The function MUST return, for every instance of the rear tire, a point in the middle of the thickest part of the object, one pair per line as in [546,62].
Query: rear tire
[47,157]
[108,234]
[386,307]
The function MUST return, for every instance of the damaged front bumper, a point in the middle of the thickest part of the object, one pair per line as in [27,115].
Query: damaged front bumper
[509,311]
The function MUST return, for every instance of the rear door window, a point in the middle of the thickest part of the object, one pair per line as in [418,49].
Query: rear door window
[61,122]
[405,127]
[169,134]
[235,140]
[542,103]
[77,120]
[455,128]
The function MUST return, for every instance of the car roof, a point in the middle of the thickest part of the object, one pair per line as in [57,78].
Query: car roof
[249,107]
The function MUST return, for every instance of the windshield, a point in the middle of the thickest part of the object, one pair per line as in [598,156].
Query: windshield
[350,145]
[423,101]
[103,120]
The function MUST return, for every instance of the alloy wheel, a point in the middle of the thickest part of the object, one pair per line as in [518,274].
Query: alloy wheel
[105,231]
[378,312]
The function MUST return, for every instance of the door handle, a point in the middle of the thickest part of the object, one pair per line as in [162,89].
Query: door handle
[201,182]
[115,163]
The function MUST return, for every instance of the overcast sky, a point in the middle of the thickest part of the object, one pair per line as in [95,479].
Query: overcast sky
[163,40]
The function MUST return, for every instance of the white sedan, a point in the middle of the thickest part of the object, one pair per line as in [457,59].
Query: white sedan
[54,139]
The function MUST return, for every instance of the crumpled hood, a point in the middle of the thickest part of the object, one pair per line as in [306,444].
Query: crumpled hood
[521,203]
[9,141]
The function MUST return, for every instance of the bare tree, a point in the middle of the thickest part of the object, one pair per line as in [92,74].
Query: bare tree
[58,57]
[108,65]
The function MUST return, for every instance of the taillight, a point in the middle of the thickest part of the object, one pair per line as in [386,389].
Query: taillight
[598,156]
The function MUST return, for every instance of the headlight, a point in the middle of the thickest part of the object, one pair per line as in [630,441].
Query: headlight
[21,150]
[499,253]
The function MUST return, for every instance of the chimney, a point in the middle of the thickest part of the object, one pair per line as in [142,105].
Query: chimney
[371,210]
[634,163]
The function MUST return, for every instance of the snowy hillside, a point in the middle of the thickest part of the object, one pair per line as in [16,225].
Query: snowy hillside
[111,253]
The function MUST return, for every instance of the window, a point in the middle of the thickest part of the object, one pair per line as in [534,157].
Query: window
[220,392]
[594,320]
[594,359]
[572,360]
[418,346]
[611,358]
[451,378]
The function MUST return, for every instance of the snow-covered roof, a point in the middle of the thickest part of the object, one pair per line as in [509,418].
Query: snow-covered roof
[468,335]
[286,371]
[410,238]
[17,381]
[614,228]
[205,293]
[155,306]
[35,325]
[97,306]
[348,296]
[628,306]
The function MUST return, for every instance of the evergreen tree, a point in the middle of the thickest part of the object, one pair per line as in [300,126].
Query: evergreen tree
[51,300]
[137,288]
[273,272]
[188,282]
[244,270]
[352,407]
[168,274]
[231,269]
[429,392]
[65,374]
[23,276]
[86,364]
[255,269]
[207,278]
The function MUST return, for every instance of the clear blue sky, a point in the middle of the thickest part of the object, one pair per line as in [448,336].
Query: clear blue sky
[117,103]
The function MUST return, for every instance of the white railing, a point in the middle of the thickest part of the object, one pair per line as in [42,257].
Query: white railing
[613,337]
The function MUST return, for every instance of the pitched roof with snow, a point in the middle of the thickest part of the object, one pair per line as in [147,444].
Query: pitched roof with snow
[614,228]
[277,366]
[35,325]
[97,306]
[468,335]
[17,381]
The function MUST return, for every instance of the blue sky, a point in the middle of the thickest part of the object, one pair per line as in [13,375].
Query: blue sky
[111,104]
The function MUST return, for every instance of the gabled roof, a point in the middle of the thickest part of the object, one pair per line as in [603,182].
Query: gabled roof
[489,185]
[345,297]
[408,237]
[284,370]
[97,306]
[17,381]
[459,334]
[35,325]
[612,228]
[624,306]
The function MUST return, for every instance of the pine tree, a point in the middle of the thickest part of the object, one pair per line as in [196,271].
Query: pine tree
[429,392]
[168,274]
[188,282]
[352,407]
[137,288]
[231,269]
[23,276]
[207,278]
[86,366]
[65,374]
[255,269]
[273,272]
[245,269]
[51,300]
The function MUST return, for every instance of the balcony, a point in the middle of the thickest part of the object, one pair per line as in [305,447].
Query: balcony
....
### WHAT IS EXPECTED:
Retype all of the material above. Do not alter a single word.

### EXERCISE ANSWER:
The function MUST return, for every instance of the rear tire, a point in the middle of the thickest part of the object, one pair per line as in [546,62].
Query: rear tire
[47,157]
[108,234]
[386,307]
The function MUST return, for every instance of the damaged front bumper, a point in the middle of the thickest part of the object, one pair per line as in [27,115].
Query: damaged front bumper
[509,311]
The function MUST return, for every instance of the rear door window, a point in the middle of the thickest part of the object, one pair per line as in [418,49].
Query: rear door window
[61,122]
[405,127]
[169,134]
[235,140]
[542,103]
[77,120]
[455,128]
The function MUST return, for every instance of the car roof, a point in the middle of the thickest part of the object, one pair per line as in [57,78].
Query: car roof
[249,107]
The function MUST return, for every instance of the windshield, a point in the middle of the thickest part of the object, one pair per line as in [598,156].
Query: windshield
[350,145]
[423,101]
[103,120]
The function MUST return, for every instance of the alloy wheel, a point in the middle of the thickest part of the object, one pair per line as in [518,274].
Query: alloy wheel
[105,231]
[378,312]
The function MUST return, for every instance of the door handle, a point in the middle of the thickest part of the object, one pair per line as in [162,89].
Query: door handle
[201,182]
[115,163]
The function MUST return, for every instance of the overcast sky, a point in the middle of the thickest part of the object, one pair per line as in [95,479].
Query: overcast sky
[163,40]
The function MUST return, for every instance of the white sedan, a point in the middle of the thickest part of the object, one pair per line as in [457,59].
Query: white sedan
[54,139]
The function MUST return, for every instance of the crumpled hood, a point in the middle of the thickest part of the object, one pair per line as in [306,444].
Query: crumpled hood
[521,203]
[9,141]
The function MUST return, for every instance of the bare tree, a point in the middle of the thickest part of the object, one pair per line as in [92,74].
Query: bare tree
[58,57]
[108,65]
The function MUST return, for every instance of the taillight, a point in the middle of the thickest part of the object, one pair per line as in [386,389].
Query: taillight
[598,156]
The function MUST return, for every instance of the headlight, a point in the middle of the thickest part of the object, one pair per line as in [630,441].
Query: headlight
[21,150]
[499,253]
The function MUST return, for every instance of the chimney, a point in the middle of the thickest part of the object, one pair per line as in [142,105].
Query: chimney
[371,210]
[634,163]
The function MUST return, for every instance of the snowy hillside, a point in the middle of the thickest part of the object, one pair per line as in [16,225].
Query: snowy hillside
[111,253]
The function MUST return, for every instance of the window, a point in the middle of the thickest part of the object, one pair per line as in [534,157].
Query: window
[220,392]
[594,320]
[594,359]
[572,360]
[418,346]
[611,358]
[451,378]
The function MUST return, for every instance of the snow-covered roof, a point in the middle of the thickest part of the object, one pair per line as in [509,418].
Query: snow-covered roof
[468,335]
[286,371]
[410,238]
[17,381]
[614,228]
[205,293]
[155,306]
[35,325]
[97,306]
[348,296]
[628,306]
The function MUST return, for every instance of the evergreen tree, a point in the middle of the thickest part of the object, one pair per line as in [300,126].
Query: evergreen tree
[51,300]
[137,288]
[273,272]
[188,282]
[244,270]
[352,407]
[168,274]
[231,269]
[429,392]
[65,374]
[23,276]
[86,364]
[255,269]
[207,278]
The function MUST return, for every instance of the clear blue sky, a point in the middle of the thickest part of the object, one pair per line as in [448,336].
Query: clear blue sky
[117,103]
The function MUST return, for every instance of the white railing, a point in the middle of the thickest part of the object, one pair per line as in [42,257].
Query: white railing
[613,337]
The function MUST return, for every instance of the pitched roof with snow, a point in the middle of the thickest part of the object, one pair per line as in [147,444].
Query: pitched roof with snow
[614,228]
[277,366]
[35,325]
[97,306]
[468,335]
[17,381]
The function MUST return, for every instance of the blue sky, a point in the middle of the thickest part of the object, one pair per line as in [13,375].
Query: blue sky
[111,104]
The function MUST return, for every instance of the gabled roof, a point in the middle of the thickest part of the object, one pair per line as in [603,182].
Query: gabled roof
[489,185]
[345,297]
[408,237]
[284,370]
[97,306]
[17,381]
[459,334]
[35,325]
[612,228]
[624,306]
The function MUST return, for every instance of the pine tree, a point in the middle of the thickest part of the object, one pair per line as in [196,271].
Query: pine tree
[429,392]
[168,274]
[188,282]
[352,407]
[137,288]
[231,269]
[23,276]
[207,278]
[86,366]
[65,374]
[255,269]
[273,272]
[245,269]
[51,300]
The function MUST return, for every instance of the balcony, a point in the middle of the thickest part of the object, one pair per line as in [305,447].
Query: balcony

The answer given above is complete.